## Exercise details
Write out the rows below again, switching every "Locate" to "Find" and leaving everything else unchanged.

* * * * *

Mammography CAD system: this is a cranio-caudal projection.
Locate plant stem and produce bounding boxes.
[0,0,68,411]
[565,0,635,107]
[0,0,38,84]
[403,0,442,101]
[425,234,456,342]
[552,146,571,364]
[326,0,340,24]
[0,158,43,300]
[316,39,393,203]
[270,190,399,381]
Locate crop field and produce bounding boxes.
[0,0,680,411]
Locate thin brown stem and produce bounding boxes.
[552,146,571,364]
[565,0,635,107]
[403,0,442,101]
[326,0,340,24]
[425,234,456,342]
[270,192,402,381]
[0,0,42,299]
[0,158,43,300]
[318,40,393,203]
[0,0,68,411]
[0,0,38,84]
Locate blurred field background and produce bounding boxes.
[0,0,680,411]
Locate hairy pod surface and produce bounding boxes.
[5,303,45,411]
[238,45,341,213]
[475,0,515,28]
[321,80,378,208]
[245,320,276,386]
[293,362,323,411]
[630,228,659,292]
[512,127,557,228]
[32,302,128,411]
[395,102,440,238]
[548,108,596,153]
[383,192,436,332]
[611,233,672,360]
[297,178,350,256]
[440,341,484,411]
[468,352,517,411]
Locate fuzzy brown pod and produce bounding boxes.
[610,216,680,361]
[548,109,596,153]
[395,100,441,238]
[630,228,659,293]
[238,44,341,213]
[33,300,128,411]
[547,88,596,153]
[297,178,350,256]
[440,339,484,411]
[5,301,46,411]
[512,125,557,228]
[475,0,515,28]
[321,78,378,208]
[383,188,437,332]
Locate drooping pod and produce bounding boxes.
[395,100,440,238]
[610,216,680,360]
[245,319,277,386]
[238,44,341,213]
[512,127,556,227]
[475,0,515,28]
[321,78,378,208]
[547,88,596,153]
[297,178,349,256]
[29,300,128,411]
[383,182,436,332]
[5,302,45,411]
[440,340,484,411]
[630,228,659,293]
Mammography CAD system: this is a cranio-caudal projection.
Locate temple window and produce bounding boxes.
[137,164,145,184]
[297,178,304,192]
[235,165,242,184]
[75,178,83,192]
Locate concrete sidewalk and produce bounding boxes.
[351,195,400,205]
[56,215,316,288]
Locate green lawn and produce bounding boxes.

* * * * *

## Task response
Mammography CAD system: this is a cranio-caudal projection.
Find plant stem and produce bounding boxes.
[0,0,68,411]
[565,0,635,107]
[0,0,38,84]
[403,0,442,101]
[425,234,456,342]
[552,146,571,364]
[326,0,340,24]
[0,158,43,300]
[316,39,393,203]
[270,190,399,381]
Find crop field and produce bounding boxes.
[0,0,680,411]
Find thin brown stem and produce bounding boxes.
[552,146,571,364]
[565,0,635,107]
[403,0,442,101]
[326,0,340,24]
[425,234,456,342]
[270,192,402,381]
[0,0,42,299]
[0,158,43,300]
[318,40,393,203]
[0,0,68,411]
[0,0,38,84]
Find blurred field background and produce bounding boxes.
[0,0,680,411]
Find hairy pod surface and produce bounding boxes.
[5,303,45,411]
[238,45,341,213]
[475,0,515,28]
[321,80,378,208]
[245,320,276,386]
[293,362,323,411]
[630,228,659,292]
[512,127,557,228]
[32,302,128,411]
[395,102,440,238]
[548,108,596,153]
[383,192,436,332]
[611,233,672,360]
[297,178,350,256]
[440,341,484,411]
[468,352,517,411]
Find fuzzy brown pod and produce bounding boxes.
[610,216,680,361]
[548,109,596,153]
[395,100,441,238]
[630,228,659,293]
[238,44,341,213]
[33,300,128,411]
[547,88,596,153]
[297,178,350,256]
[440,339,484,411]
[5,301,46,411]
[512,125,557,228]
[475,0,515,28]
[321,78,378,208]
[383,188,437,332]
Find drooping pod and produce bounding boxes.
[395,100,440,238]
[610,216,680,360]
[245,319,277,386]
[238,44,341,213]
[512,127,556,227]
[475,0,515,28]
[321,78,378,208]
[547,88,596,153]
[297,178,349,256]
[29,300,128,411]
[383,182,436,332]
[5,302,45,411]
[440,340,484,411]
[630,228,659,293]
Mammography CAD system: this is a cranio-caudal projection.
Find temple window and produce bounding boxes.
[137,164,145,184]
[297,178,304,192]
[235,165,242,184]
[75,178,83,192]
Find concrete sidewalk and produce bounding boxes.
[351,195,400,205]
[56,215,316,288]
Find green lawn and produce bounding boxes.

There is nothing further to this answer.